For each line below that contains the string "lime", copy that line.

Data supplied:
******************************

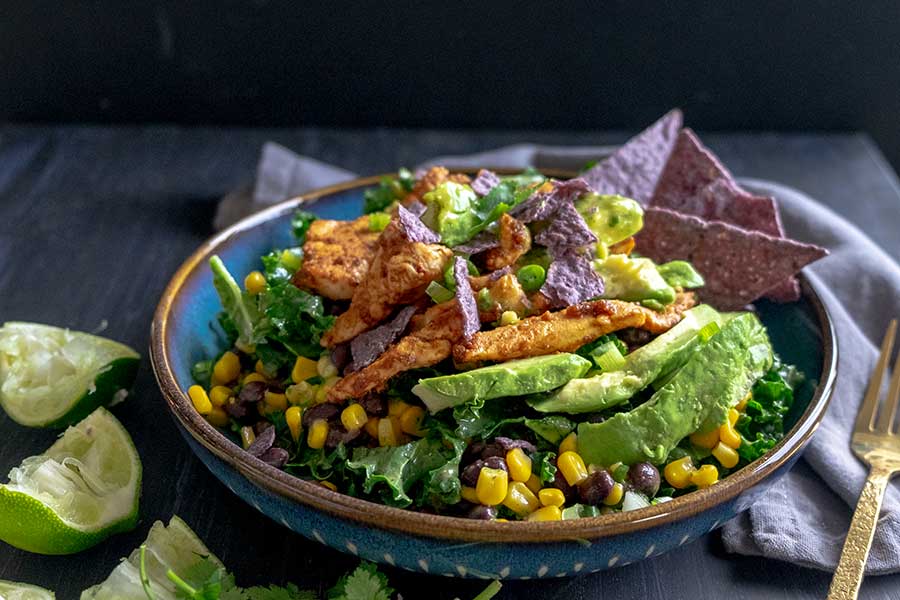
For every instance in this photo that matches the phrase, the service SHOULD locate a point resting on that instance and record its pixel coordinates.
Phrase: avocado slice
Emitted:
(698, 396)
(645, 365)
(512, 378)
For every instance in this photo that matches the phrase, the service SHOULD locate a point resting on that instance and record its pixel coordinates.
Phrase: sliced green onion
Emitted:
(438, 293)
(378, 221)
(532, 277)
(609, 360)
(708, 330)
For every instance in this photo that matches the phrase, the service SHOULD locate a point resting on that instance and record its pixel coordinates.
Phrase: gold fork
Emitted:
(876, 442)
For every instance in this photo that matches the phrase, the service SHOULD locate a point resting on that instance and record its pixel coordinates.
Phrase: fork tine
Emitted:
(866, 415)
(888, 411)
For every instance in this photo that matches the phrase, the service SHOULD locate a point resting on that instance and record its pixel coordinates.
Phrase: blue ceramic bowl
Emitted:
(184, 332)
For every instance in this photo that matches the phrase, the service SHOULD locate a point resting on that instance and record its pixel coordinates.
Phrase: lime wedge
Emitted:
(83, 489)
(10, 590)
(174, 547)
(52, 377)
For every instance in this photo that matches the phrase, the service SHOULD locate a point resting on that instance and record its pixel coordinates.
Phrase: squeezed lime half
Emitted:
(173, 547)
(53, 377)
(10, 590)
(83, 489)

******************************

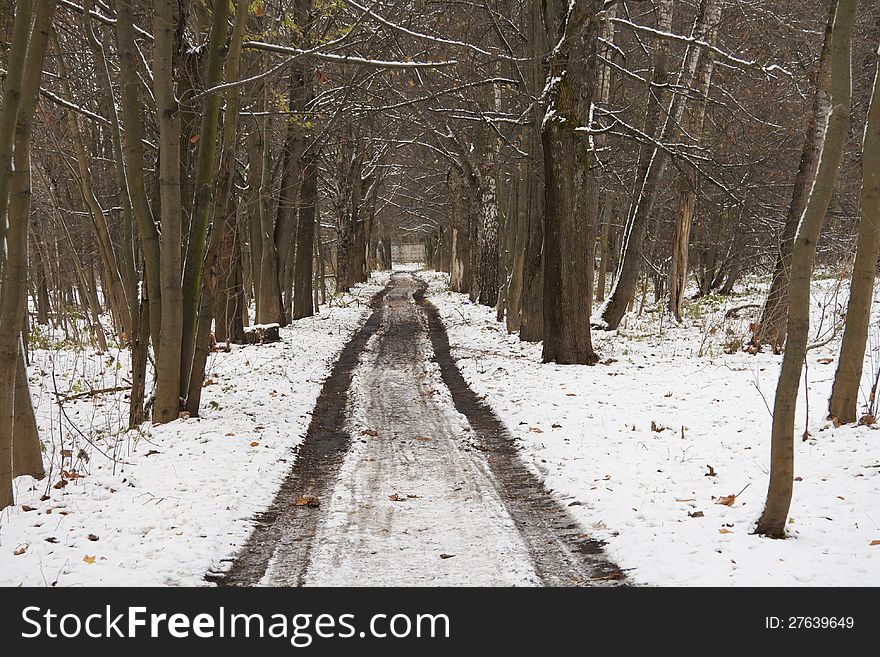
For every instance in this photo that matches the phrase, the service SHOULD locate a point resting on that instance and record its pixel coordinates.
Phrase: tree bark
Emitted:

******************************

Solution for this problem:
Phrase: lime wedge
Phrase: squeezed lime half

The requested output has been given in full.